____ Bereitgestellter Text
Jetzt mal ehrlich dieser zweite Boss *Pater* Gascoigne soll doch ein schlechter scherz sein? Sitze da seit gestern dran, jetzt gerade auch die Letzen 4 stunden versucht, c.a 35 mal gestorben. Kann mir nicht vorstellen das es im Spiel einen Gegner geben wird der NOCH schwerer ist als der... Schaff den easy auf hälfte aber sobald der sich verwandelt ist es vorbei. Den ersten Boss hatte ich first try geschafft aber dieser *Pater* Gascoigne ne ne...


----------



## Memphys (28. März 2015)

Lg3 schrieb:


> Jetzt mal ehrlich dieser zweite Boss *Pater* Gascoigne soll doch ein schlechter scherz sein? Sitze da seit gestern dran, jetzt gerade auch die Letzen 4 stunden versucht, c.a 35 mal gestorben. Kann mir nicht vorstellen das es im Spiel einen Gegner geben wird der NOCH schwerer ist als der... Schaff den easy auf hälfte aber sobald der sich verwandelt ist es vorbei. Den ersten Boss hatte ich first try geschafft aber dieser *Pater* Gascoigne ne ne...



Der ist relativ harmlos, versuch mal ihn zu parryen (mit der Schußwaffe anschießen kurz bevor er dich trifft, dann nah vor ihn und leichten Angriff) , ist in den ersten Formen relativ einfach, bei der letzten muss man den kleinen Jump provozieren (nicht den großen, asozialen) indem man auf mittlere Distanz geht. Alternativ ist bei vielen Bossen Consumables schmeißen eine gute Option, hier allerdings nicht wirklich nötig.

@SnugglezNRW: Freu dich auf den Boss, das obligatorische Gank-Squad... warum man sowas in JEDES Spiel einbauen muss. Überall mindestens ein Boss der in Überzahl angreift.


----------



## SnugglezNRW (28. März 2015)

> @SnugglezNRW: Freu dich auf den Boss, das obligatorische Gank-Squad... warum man sowas in JEDES Spiel einbauen muss. Überall mindestens ein Boss der in Überzahl angreift.



jau,
hab ihn gestern Abend noch 1 mal besuchen dürfen.
glaub den pack ich aber. hatte im ersten versuch den ersten von dreien down. als ich den zweiten exekutieren wollte war ich zu greedy und bin verreckt.
danach hab ich mich wieder mal im Wald verlaufen und musste dann erst einmal eine Pause einlegen.
hab schon Blasen an den Daumen. Bin soviel Playstation zocken nicht gewohnt


----------



## Rizzard (28. März 2015)

Kann es sein das manche Gegner verändert/stärker sind, wenn man mit mehr Einsicht rum läuft?


----------



## SnugglezNRW (28. März 2015)

yub

das ist definitiv so.
oftmals erkennt man dies an leuchtenen Augen oder auch anderen Fähigkeiten/Movesets der Feinde.
________
____ Bereitgestelltes Material
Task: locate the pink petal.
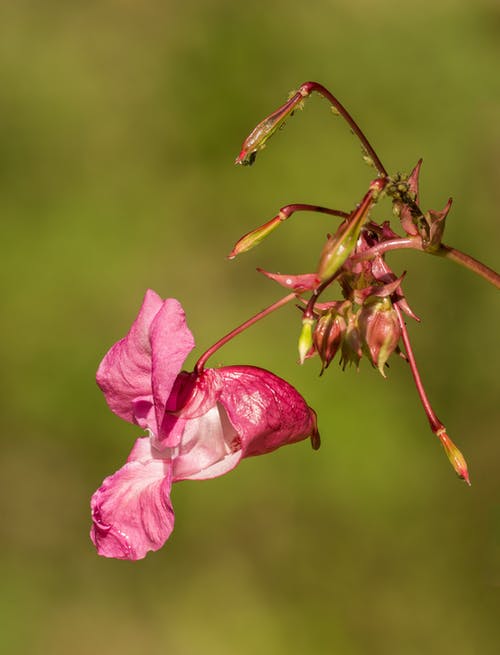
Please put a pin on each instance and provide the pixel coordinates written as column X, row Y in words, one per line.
column 171, row 342
column 131, row 511
column 298, row 283
column 210, row 447
column 138, row 372
column 265, row 410
column 246, row 411
column 124, row 374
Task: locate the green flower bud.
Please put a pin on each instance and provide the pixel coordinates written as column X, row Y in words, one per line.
column 306, row 338
column 380, row 330
column 327, row 336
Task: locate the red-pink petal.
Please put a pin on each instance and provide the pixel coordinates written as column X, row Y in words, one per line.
column 210, row 447
column 137, row 374
column 171, row 342
column 131, row 511
column 265, row 410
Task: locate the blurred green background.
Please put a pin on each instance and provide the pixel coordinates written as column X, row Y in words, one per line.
column 119, row 123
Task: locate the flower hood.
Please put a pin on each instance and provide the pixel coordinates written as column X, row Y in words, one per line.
column 200, row 425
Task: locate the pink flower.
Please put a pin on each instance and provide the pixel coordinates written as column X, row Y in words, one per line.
column 200, row 426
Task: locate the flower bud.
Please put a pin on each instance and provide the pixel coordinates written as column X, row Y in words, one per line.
column 253, row 238
column 456, row 458
column 351, row 343
column 306, row 338
column 298, row 283
column 327, row 337
column 265, row 129
column 380, row 330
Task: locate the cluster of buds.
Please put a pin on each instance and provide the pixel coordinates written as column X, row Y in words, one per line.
column 369, row 319
column 201, row 424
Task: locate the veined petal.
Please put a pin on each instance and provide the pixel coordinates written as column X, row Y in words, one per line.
column 210, row 447
column 124, row 374
column 265, row 410
column 171, row 342
column 131, row 511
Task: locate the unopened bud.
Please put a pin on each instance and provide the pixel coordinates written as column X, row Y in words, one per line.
column 305, row 338
column 327, row 337
column 253, row 238
column 339, row 246
column 380, row 330
column 456, row 458
column 265, row 129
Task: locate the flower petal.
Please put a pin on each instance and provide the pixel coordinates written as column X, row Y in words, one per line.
column 264, row 409
column 131, row 511
column 171, row 342
column 137, row 374
column 124, row 374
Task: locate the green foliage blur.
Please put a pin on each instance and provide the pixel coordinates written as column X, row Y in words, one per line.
column 119, row 123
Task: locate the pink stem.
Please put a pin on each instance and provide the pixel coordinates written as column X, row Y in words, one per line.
column 415, row 243
column 308, row 87
column 200, row 364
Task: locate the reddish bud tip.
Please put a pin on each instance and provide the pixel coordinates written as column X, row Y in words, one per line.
column 253, row 238
column 456, row 458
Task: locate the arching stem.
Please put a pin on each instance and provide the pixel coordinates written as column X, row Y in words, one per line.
column 200, row 364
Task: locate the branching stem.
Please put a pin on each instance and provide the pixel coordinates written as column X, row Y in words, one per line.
column 200, row 364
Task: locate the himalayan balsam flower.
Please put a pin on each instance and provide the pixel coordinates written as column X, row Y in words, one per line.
column 200, row 426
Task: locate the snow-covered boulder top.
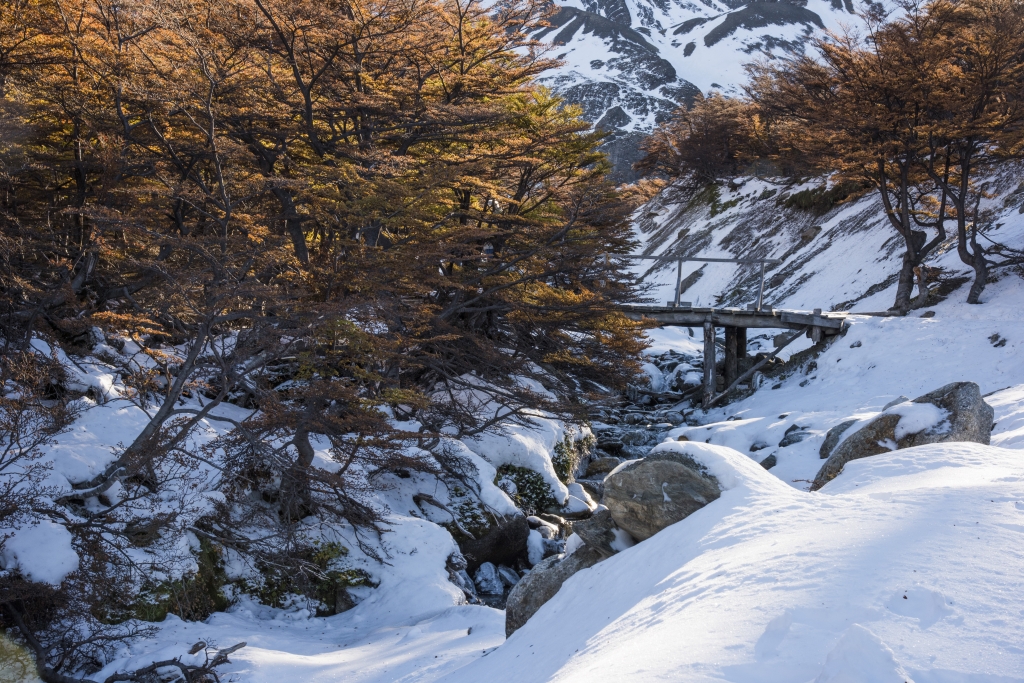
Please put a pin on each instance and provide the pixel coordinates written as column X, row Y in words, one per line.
column 906, row 567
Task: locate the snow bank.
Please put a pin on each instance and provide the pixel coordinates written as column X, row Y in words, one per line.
column 529, row 446
column 41, row 552
column 905, row 567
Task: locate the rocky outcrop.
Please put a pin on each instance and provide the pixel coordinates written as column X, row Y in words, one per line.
column 542, row 583
column 598, row 532
column 501, row 543
column 645, row 496
column 967, row 418
column 833, row 437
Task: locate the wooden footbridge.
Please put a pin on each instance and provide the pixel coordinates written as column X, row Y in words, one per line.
column 736, row 322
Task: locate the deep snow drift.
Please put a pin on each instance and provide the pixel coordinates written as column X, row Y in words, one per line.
column 769, row 583
column 905, row 567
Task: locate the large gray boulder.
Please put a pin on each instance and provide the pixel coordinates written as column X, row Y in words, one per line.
column 969, row 418
column 542, row 583
column 598, row 532
column 645, row 496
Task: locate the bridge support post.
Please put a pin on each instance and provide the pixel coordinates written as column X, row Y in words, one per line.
column 709, row 379
column 735, row 348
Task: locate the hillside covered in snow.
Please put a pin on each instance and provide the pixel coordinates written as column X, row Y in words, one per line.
column 904, row 567
column 630, row 62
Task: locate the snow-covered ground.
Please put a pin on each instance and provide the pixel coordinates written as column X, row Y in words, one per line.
column 768, row 583
column 907, row 567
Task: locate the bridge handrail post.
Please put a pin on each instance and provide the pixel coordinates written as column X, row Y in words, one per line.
column 761, row 288
column 679, row 280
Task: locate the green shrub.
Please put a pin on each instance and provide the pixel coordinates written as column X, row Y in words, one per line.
column 320, row 579
column 193, row 598
column 821, row 200
column 532, row 493
column 568, row 453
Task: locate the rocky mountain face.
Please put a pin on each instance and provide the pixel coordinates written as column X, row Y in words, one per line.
column 630, row 62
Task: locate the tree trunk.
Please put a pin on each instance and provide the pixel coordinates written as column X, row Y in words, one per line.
column 905, row 287
column 980, row 265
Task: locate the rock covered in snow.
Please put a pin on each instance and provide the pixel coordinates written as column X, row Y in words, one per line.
column 542, row 583
column 598, row 531
column 833, row 437
column 487, row 581
column 645, row 496
column 603, row 465
column 953, row 413
column 504, row 541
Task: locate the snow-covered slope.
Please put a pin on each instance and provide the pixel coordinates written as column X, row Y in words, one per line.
________
Kannst du aus dem Forenthread über den Bosskampf die Stelle wortgetreu extrahieren, die mit „glaub den pack“ beginnt und bis einschließlich „eine Pause einlegen.“ weitergeht?

**Antwort unten**
glaub den pack ich aber. hatte im ersten versuch den ersten von dreien down. als ich den zweiten exekutieren wollte war ich zu greedy und bin verreckt.
danach hab ich mich wieder mal im Wald verlaufen und musste dann erst einmal eine Pause einlegen.